## Given text
##########

MIAMI (Aug. 17, 2022) – A new study led by researchers from Florida International University (FIU) reveals a mechanism linking the pesticide DDT to Alzheimer’s disease.
Published in Environmental Health Perspectives, the study shows how the persistent environmental pollutant DDT causes increased amounts of toxic amyloid beta, which form the characteristic amyloid plaques found in the brains of those with Alzheimer’s disease.
According to Jason Richardson, professor at FIU’s Robert Stempel College of Public Health & Social Work and corresponding author, the study further demonstrates that DDT is an environmental risk factor for Alzheimer’s disease. In 2014, he led a team of scientists at Rutgers University, Emory University, and UT Southwestern Medical School who presented evidence linking DDT to the disease. Now, they have data demonstrating a mechanism that may explain the association.
“The vast majority of research on the disease has been on genetics—and genetics are very important—but the genes that actually cause the disease are very rare,” Richardson says. “Environmental risk factors like exposure to DDT are modifiable. So, if we understand how DDT affects the brain, then perhaps we could target those mechanisms and help the people who have been highly exposed.”

##########

## Data excerpts
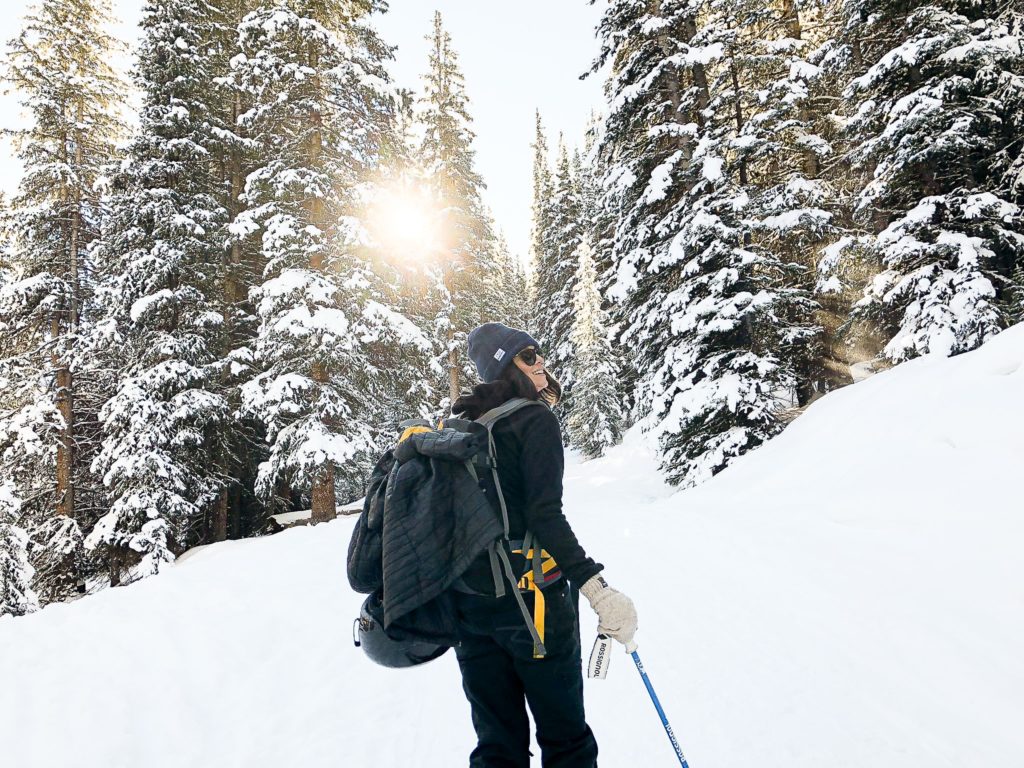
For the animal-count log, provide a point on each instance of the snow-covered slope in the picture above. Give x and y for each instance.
(851, 594)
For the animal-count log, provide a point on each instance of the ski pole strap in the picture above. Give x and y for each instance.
(660, 712)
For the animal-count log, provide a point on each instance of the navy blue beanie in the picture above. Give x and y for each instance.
(492, 347)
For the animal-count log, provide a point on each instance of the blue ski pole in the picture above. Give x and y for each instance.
(657, 706)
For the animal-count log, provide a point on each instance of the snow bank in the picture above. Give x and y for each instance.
(851, 594)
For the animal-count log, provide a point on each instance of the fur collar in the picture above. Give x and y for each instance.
(482, 398)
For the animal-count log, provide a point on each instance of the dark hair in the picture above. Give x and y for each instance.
(523, 387)
(511, 383)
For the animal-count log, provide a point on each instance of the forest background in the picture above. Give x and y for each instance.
(213, 316)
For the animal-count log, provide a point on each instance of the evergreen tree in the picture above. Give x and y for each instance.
(59, 65)
(596, 421)
(540, 236)
(16, 573)
(932, 101)
(161, 331)
(320, 105)
(706, 311)
(509, 287)
(462, 295)
(556, 274)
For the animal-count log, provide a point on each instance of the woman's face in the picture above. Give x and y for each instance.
(536, 372)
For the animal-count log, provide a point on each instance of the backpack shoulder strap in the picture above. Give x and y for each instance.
(506, 409)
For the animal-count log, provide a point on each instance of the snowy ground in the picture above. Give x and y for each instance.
(851, 594)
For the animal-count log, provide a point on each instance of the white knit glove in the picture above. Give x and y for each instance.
(616, 616)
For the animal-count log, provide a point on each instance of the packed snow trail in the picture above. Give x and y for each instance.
(850, 594)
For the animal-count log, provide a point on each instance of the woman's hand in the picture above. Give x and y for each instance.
(616, 615)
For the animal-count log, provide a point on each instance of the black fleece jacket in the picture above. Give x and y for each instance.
(530, 463)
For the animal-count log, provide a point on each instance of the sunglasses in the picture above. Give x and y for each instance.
(529, 355)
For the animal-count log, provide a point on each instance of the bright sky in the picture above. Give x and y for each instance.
(515, 56)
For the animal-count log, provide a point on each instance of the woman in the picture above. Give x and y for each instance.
(501, 675)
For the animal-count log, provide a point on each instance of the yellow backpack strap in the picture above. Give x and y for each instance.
(413, 430)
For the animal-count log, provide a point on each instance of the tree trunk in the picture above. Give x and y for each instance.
(66, 446)
(219, 528)
(795, 30)
(325, 505)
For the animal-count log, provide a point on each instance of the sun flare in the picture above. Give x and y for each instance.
(406, 222)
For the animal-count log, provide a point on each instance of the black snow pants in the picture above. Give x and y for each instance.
(501, 678)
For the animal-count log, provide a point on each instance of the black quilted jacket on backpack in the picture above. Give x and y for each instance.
(424, 520)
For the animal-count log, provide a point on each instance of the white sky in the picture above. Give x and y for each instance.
(515, 57)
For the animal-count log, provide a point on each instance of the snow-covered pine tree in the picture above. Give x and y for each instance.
(509, 287)
(780, 151)
(161, 268)
(16, 573)
(556, 274)
(704, 308)
(320, 104)
(540, 232)
(59, 65)
(933, 141)
(467, 260)
(597, 419)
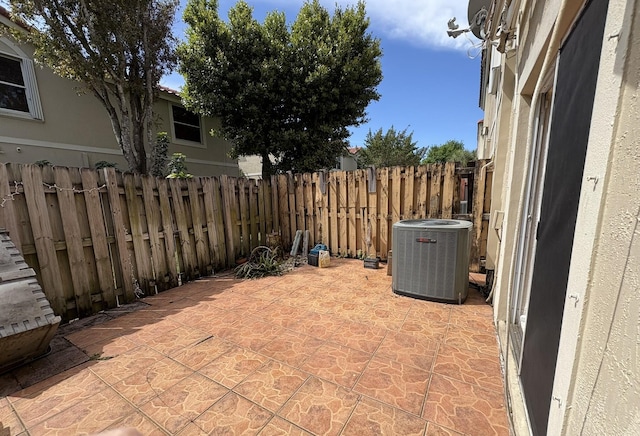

##########

## What to do
(1) Translate this sentence from the DDT and Alzheimer's text into Spanish: "Now, they have data demonstrating a mechanism that may explain the association."
(2) From the DDT and Alzheimer's text, extract the passage starting at "MIAMI (Aug. 17, 2022)" and ending at "explain the association.".

## Problem solutions
(1) Ahora tienen datos que demuestran un mecanismo que podría explicar la asociación.

(2)
MIAMI (Aug. 17, 2022) – A new study led by researchers from Florida International University (FIU) reveals a mechanism linking the pesticide DDT to Alzheimer’s disease.
Published in Environmental Health Perspectives, the study shows how the persistent environmental pollutant DDT causes increased amounts of toxic amyloid beta, which form the characteristic amyloid plaques found in the brains of those with Alzheimer’s disease.
According to Jason Richardson, professor at FIU’s Robert Stempel College of Public Health & Social Work and corresponding author, the study further demonstrates that DDT is an environmental risk factor for Alzheimer’s disease. In 2014, he led a team of scientists at Rutgers University, Emory University, and UT Southwestern Medical School who presented evidence linking DDT to the disease. Now, they have data demonstrating a mechanism that may explain the association.